Objective A
From the records, return the lines from the one containing "Target = toucan's eye" up to and including the one containing "x=532 y=308", unchanged and with nothing else.
--- start Text section ---
The same goes for consumer data. If a marketer sees me buy toothpaste at a drugstore, that is not tremendously valuable information by itself. But if he knows my entire history of toothpaste purchases, including which brands I buy and how often, he can predict when I might need to buy toothpaste again, and whether I might be inclined to click on an ad directing me to a lower-cost brand, or to a store selling my usual brand at a cheaper price. If my dental insurer knew my toothpaste purchases, it could classify me as higher or lower risk and adjust my premiums and payments accordingly.

Google Flu Trends gauges collective tendencies among many people, but market research is oriented toward the individual. Targeting the right set of consumers has always been at the heart of advertising, but when web ads first appeared in the 1990s, their click-through rates quickly plummeted as users wised up; people stopped clicking on even the brightest banner ads. The revolution in Internet advertising did not come until 2000, when Google introduced its AdWords program, which allows anyone to bid for placement on ad spots that appear in response to searches for keywords. Google’s system collected little to no data about a user; the ads were displayed based merely on the search query itself. Searching for “watches” generates watch ads, searching for “asbestos” generates ads for tort lawyers. The advertising model fortuitously avoided many of the privacy concerns that are emerging today, because the very nature of Google’s business ensured that it would find out exactly what consumers wanted at the exact moment they wanted it: during the search.
--- end Text section ---
--- start Provided entries ---
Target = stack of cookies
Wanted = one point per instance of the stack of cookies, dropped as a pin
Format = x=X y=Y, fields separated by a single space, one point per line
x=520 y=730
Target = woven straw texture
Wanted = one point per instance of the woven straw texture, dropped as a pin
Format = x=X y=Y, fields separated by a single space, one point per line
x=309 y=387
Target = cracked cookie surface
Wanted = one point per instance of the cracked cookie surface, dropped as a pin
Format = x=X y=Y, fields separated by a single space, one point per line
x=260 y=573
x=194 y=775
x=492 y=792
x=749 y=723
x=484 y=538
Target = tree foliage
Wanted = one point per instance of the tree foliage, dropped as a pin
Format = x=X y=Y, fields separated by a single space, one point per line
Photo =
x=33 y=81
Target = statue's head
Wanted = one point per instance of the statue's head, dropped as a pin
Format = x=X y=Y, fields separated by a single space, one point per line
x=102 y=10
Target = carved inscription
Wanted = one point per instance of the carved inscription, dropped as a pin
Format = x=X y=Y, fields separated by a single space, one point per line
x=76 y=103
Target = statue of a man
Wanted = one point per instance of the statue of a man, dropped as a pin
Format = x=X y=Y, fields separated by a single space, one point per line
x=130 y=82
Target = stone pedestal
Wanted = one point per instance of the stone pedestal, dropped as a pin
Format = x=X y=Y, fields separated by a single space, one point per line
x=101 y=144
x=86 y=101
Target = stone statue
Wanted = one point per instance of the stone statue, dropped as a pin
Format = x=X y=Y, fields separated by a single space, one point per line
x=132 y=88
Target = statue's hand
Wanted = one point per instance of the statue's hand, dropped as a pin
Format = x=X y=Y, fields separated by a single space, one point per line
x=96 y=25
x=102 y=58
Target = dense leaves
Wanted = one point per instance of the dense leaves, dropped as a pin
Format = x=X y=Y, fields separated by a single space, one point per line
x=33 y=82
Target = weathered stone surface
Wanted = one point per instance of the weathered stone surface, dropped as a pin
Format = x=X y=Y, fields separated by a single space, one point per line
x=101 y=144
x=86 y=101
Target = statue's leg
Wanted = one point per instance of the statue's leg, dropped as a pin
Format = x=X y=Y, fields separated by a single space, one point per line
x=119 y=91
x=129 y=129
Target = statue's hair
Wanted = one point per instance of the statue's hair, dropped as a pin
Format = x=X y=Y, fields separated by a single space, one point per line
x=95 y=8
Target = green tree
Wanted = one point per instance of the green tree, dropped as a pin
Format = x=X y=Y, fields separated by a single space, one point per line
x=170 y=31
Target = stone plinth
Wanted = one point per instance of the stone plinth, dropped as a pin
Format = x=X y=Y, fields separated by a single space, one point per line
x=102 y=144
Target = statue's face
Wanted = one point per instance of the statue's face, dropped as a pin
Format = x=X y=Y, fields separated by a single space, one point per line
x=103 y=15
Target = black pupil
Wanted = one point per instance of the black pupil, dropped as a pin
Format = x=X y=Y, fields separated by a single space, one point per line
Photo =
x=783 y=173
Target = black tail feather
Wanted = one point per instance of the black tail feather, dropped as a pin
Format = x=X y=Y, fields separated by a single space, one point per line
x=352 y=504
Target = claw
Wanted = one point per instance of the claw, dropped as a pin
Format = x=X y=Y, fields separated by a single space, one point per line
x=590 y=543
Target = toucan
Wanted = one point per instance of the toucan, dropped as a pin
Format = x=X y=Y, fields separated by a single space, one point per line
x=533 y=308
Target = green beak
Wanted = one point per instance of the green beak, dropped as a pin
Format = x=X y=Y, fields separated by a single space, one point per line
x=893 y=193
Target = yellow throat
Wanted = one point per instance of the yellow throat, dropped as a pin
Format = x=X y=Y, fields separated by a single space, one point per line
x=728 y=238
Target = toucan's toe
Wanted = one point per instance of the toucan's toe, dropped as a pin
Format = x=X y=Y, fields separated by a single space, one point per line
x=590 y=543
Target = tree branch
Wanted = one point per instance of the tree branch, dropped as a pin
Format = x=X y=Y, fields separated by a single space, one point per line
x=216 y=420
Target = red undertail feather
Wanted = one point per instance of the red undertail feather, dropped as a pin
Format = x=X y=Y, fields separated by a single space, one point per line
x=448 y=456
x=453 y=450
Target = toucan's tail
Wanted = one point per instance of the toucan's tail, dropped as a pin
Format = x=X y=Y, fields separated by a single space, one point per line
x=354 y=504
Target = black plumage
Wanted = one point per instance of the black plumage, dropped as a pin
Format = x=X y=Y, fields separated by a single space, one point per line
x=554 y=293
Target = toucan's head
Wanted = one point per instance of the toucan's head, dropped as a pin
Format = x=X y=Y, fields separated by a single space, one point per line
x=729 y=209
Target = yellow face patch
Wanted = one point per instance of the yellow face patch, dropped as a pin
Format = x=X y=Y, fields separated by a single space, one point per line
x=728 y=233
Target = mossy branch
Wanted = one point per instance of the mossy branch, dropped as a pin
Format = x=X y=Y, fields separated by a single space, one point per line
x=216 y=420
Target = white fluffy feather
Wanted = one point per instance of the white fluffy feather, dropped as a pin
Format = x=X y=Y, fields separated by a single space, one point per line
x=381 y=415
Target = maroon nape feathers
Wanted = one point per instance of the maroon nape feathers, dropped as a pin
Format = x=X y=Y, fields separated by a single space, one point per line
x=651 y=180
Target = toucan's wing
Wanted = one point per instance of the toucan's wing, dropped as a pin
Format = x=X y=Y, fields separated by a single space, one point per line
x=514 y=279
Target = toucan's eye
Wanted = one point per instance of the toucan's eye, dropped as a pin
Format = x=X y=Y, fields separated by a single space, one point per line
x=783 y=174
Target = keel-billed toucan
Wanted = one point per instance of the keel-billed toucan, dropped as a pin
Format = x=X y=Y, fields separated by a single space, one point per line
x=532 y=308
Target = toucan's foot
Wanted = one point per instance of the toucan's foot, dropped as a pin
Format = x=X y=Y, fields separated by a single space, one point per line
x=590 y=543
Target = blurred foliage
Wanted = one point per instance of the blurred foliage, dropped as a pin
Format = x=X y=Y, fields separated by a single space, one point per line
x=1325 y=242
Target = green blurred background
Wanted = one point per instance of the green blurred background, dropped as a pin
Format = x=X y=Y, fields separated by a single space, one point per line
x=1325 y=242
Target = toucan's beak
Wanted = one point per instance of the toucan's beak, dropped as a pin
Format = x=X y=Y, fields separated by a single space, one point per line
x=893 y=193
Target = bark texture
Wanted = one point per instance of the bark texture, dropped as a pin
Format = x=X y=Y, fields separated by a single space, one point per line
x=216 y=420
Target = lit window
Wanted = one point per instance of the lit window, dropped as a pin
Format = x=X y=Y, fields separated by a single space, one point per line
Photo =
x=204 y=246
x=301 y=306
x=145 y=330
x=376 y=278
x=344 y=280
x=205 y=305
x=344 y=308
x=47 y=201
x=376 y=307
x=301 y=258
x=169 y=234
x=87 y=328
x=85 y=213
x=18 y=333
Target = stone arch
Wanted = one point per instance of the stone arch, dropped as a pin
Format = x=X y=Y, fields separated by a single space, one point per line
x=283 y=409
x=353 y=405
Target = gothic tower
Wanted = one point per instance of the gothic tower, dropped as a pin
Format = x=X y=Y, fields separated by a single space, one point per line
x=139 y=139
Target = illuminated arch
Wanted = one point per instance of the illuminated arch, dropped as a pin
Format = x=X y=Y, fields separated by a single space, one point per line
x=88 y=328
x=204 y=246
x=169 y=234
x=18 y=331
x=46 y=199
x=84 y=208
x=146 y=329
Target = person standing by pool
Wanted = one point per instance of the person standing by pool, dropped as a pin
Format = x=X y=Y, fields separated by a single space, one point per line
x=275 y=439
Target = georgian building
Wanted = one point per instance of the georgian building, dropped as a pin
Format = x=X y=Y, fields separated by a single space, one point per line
--- end Provided entries ---
Objective B
According to the passage on consumer data and online advertising, in what year did Google introduce its AdWords program?

Complete output A
Target = toucan's eye
Wanted = one point per instance of the toucan's eye, dropped as a pin
Format = x=X y=Y, fields separated by a single space, one point per line
x=783 y=174
Target = keel-billed toucan
Wanted = one point per instance of the keel-billed toucan, dropped as a pin
Format = x=X y=Y, fields separated by a single space, one point per line
x=532 y=308

Complete output B
2000